== ABOUT THIS TASK ==
The full set of entries is to be returned word for word.

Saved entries
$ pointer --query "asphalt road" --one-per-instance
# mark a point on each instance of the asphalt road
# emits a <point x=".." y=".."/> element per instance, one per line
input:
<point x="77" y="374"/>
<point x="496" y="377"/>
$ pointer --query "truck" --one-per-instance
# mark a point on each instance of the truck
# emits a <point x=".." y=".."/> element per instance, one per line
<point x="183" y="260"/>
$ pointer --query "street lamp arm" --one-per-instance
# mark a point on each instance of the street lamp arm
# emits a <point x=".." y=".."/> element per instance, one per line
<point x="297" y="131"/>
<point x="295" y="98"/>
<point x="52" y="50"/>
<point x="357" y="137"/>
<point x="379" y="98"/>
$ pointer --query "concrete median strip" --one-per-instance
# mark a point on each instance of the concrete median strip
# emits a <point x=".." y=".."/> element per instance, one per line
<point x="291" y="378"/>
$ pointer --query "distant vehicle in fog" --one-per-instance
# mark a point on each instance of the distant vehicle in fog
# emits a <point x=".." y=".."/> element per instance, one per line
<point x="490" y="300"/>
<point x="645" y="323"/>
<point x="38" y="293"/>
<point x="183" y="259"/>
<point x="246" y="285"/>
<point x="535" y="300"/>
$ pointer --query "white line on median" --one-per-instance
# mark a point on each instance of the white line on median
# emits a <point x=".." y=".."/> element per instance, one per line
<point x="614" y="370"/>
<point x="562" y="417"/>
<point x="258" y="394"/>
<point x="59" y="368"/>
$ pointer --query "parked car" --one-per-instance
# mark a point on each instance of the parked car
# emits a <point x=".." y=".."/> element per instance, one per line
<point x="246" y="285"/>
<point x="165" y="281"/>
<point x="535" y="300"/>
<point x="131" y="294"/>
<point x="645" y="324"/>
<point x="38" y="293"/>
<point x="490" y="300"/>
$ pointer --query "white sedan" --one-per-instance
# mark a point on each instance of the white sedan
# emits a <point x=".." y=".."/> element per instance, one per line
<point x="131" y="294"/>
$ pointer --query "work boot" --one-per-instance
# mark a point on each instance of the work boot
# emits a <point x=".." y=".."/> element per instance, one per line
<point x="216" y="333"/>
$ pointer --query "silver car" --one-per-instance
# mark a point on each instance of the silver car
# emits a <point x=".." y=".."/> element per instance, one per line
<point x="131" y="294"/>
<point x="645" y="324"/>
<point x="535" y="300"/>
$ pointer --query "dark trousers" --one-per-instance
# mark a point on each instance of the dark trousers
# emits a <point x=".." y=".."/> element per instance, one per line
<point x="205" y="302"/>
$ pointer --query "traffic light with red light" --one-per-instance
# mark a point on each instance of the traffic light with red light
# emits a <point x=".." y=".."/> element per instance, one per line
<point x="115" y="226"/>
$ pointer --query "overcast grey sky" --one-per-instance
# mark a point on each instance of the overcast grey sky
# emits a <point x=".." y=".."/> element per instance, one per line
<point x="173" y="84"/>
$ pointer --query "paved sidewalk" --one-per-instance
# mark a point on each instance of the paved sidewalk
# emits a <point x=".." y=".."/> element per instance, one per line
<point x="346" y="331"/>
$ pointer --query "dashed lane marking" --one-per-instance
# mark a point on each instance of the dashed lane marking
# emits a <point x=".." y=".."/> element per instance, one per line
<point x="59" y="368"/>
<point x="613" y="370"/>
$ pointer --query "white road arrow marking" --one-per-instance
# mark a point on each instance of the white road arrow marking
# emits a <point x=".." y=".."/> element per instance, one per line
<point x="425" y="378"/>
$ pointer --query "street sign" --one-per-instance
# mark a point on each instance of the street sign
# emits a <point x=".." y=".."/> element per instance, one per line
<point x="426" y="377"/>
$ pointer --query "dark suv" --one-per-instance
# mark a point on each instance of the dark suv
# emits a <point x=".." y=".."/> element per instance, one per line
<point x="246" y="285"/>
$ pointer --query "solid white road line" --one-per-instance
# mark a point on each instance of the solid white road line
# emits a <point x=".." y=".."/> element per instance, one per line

== REPLY TO THE EXERCISE ==
$ pointer --query "asphalt road" --one-per-instance
# mark a point on each instance of the asphalt road
# emits a <point x=".." y=".."/> element per instance, one per line
input:
<point x="77" y="374"/>
<point x="496" y="377"/>
$ pointer --query "truck" --one-per-instance
# mark a point on each instance of the truck
# emits a <point x=".." y=".."/> element per instance, one per line
<point x="183" y="260"/>
$ pointer --query "street lamp arm" --one-per-instance
# mark a point on each instance of the street lamp arm
# emits a <point x=".." y=".."/> element per instance, one per line
<point x="297" y="131"/>
<point x="295" y="98"/>
<point x="52" y="50"/>
<point x="357" y="137"/>
<point x="379" y="98"/>
$ pointer --query "concrete median strip" --one-per-instance
# mark a point on each instance of the concrete median strip
# emits a <point x=".." y=".."/> element per instance, one per line
<point x="291" y="378"/>
$ pointer --query "distant vehicle in fog" --one-per-instance
# mark a point on each instance of the distant vehicle in fog
# emits a <point x=".." y=".."/> element per instance, one per line
<point x="490" y="300"/>
<point x="645" y="323"/>
<point x="38" y="293"/>
<point x="183" y="259"/>
<point x="246" y="285"/>
<point x="535" y="300"/>
$ pointer --query "white line on median" --one-per-instance
# mark a point on each instance of the white line on median
# emits a <point x=".." y=".."/> element per instance, one per line
<point x="614" y="370"/>
<point x="562" y="417"/>
<point x="258" y="394"/>
<point x="59" y="368"/>
$ pointer --query "parked car" --one-per-instance
# mark a point on each instance of the parked car
# emits a <point x=".." y=".."/> element per instance, one per line
<point x="246" y="285"/>
<point x="165" y="281"/>
<point x="535" y="300"/>
<point x="131" y="294"/>
<point x="645" y="324"/>
<point x="38" y="293"/>
<point x="490" y="300"/>
$ pointer --query "white sedan" --one-per-instance
# mark a point on each instance of the white sedan
# emits a <point x=".." y=".."/> element per instance, one per line
<point x="131" y="294"/>
$ pointer --query "work boot" --one-per-instance
# mark a point on each instance of the work boot
# emits a <point x=".." y=".."/> element per instance, one per line
<point x="216" y="333"/>
$ pointer --query "silver car" --one-per-instance
# mark a point on each instance of the silver car
# emits a <point x=".." y=".."/> element per instance, one per line
<point x="131" y="294"/>
<point x="645" y="324"/>
<point x="535" y="300"/>
$ pointer --query "dark trousers" --one-per-instance
# mark a point on each instance of the dark trousers
# emits a <point x=".." y=".."/> element per instance, one per line
<point x="205" y="302"/>
$ pointer --query "traffic light with red light" --one-per-instance
# mark a point on each instance of the traffic light with red light
# emits a <point x=".." y=".."/> element per instance, one per line
<point x="115" y="226"/>
$ pointer --query "overcast grey sky" --one-per-instance
# mark a point on each instance of the overcast grey sky
# emits a <point x=".." y=".."/> element per instance, one per line
<point x="173" y="84"/>
$ pointer --query "paved sidewalk" --one-per-instance
# mark a point on each instance of the paved sidewalk
# emits a <point x=".." y=".."/> element per instance, one per line
<point x="346" y="331"/>
$ pointer --query "dashed lane marking" --one-per-instance
# mark a point on each instance of the dashed lane marking
# emits a <point x=".." y=".."/> element per instance, one per line
<point x="59" y="368"/>
<point x="613" y="370"/>
$ pointer --query "white road arrow marking" --one-per-instance
# mark a point on each instance of the white road arrow marking
# emits a <point x=".." y=".."/> element per instance, one per line
<point x="425" y="378"/>
$ pointer --query "street sign" --one-per-instance
# mark a point on each instance of the street sign
# emits a <point x=".." y=".."/> element per instance, one per line
<point x="426" y="377"/>
$ pointer --query "dark suv" --one-per-instance
# mark a point on each instance of the dark suv
# emits a <point x=".." y=".."/> element per instance, one per line
<point x="246" y="285"/>
$ pointer --query "solid white road line" --one-per-instance
# mark a point on each instance of the solid white road line
# emits a <point x=".." y=".."/> element per instance, one per line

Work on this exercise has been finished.